EXERCISE DIRECTIONS » Everything from the line that contains "of the riverside" through the final line of the records should be written out exactly, and nothing outside that span.

EXERCISE MATERIALS »
▼
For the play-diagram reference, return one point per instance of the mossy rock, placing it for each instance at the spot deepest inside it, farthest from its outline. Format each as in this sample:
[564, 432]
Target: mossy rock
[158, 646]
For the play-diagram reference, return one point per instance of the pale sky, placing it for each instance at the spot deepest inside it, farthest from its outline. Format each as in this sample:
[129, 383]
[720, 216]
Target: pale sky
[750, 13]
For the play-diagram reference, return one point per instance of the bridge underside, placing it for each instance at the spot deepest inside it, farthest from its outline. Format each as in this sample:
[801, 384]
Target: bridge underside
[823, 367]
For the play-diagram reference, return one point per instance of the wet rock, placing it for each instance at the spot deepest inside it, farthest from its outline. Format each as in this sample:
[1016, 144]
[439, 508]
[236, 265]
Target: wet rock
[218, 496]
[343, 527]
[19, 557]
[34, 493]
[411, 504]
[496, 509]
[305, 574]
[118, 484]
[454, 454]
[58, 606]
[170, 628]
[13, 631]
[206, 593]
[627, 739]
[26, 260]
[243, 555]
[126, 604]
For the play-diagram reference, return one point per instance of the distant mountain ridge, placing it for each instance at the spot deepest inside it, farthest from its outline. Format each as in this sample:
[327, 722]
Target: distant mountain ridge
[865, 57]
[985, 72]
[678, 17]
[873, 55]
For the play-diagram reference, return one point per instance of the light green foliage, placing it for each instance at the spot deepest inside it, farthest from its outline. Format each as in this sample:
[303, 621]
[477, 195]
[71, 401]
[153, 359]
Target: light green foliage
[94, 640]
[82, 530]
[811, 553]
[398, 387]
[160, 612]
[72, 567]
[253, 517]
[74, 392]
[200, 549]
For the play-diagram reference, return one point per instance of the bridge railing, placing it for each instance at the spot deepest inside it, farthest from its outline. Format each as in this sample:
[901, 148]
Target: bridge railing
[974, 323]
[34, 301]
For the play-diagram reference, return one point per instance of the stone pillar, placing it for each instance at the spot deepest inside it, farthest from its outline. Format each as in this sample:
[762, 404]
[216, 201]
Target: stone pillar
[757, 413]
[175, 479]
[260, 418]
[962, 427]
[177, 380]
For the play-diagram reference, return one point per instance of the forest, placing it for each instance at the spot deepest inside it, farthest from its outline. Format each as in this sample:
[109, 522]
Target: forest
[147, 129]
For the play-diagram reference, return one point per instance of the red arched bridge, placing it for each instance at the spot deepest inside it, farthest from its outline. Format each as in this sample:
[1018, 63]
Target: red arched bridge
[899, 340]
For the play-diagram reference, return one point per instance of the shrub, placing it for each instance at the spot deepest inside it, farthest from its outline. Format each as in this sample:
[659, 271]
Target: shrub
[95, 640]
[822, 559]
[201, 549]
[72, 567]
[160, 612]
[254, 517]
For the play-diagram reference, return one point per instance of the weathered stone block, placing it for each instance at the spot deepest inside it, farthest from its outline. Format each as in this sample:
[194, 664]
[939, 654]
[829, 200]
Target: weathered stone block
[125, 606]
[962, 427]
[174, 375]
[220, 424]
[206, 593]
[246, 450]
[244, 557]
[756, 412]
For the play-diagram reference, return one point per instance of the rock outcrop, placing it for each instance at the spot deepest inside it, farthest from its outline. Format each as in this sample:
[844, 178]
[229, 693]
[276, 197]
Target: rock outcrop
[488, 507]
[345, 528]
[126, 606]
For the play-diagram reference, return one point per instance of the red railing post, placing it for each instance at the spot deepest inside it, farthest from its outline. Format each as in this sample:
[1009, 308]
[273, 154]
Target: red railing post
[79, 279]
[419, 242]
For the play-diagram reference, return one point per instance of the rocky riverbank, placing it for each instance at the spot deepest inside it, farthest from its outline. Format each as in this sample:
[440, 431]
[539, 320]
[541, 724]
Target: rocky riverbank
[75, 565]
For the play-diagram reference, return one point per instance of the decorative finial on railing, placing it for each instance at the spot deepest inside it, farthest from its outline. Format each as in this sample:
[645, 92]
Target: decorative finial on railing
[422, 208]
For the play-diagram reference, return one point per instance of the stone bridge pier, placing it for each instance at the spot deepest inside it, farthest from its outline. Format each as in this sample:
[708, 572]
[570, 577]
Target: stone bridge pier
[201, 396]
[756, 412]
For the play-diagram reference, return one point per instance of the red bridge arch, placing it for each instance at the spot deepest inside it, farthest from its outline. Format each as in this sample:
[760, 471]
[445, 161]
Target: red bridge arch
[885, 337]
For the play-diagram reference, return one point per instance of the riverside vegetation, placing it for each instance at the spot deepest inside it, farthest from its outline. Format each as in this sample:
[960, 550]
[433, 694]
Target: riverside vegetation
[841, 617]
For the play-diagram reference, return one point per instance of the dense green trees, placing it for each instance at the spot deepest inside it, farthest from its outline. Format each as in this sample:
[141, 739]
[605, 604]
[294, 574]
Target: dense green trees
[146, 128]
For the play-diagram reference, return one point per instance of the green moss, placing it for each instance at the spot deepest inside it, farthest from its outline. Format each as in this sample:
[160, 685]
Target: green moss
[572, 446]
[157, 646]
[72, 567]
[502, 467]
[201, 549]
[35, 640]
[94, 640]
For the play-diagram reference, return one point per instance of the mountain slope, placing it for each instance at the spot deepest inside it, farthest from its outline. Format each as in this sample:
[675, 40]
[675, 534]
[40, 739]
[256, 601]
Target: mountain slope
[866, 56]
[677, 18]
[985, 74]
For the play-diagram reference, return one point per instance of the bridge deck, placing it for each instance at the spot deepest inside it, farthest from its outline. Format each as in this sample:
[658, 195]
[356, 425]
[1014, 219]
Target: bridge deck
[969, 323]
▲
ANSWER TO THIS EXERCISE »
For the play-diagram reference, return one point per instance of the riverside vegetation, placing it for each instance at the spot deepest inside it, farthest from its outline. Format each as in this sample:
[960, 550]
[433, 694]
Target: riverside vegetation
[841, 617]
For the play-diagram reference, return one point per instance of the dense green trees, placing it for each instance at the spot deepest inside it, farthest from its outline. Format each as in this sample:
[141, 739]
[605, 604]
[294, 574]
Target: dense green trees
[146, 128]
For the play-diagram reference, return one point per instance of the green moss, placing it for each instance at the spot deepest inside it, farthest from its outline. Format each as in this sample:
[160, 685]
Target: green moss
[572, 446]
[157, 646]
[72, 567]
[502, 467]
[201, 549]
[35, 640]
[94, 640]
For the play-diagram reference, return one point per instance of the mountain slope, placing it for each instance at the spot deepest inside it, farthest from its outline. Format each as in this sample:
[675, 40]
[675, 534]
[40, 739]
[256, 601]
Target: mountain slope
[866, 56]
[677, 18]
[985, 74]
For the play-diagram reference, return one point per instance of the bridge deck, placing it for each instance at the spot deepest inside it, farthest from its outline. Format each as in this sample:
[658, 195]
[356, 425]
[1014, 219]
Target: bridge deck
[969, 323]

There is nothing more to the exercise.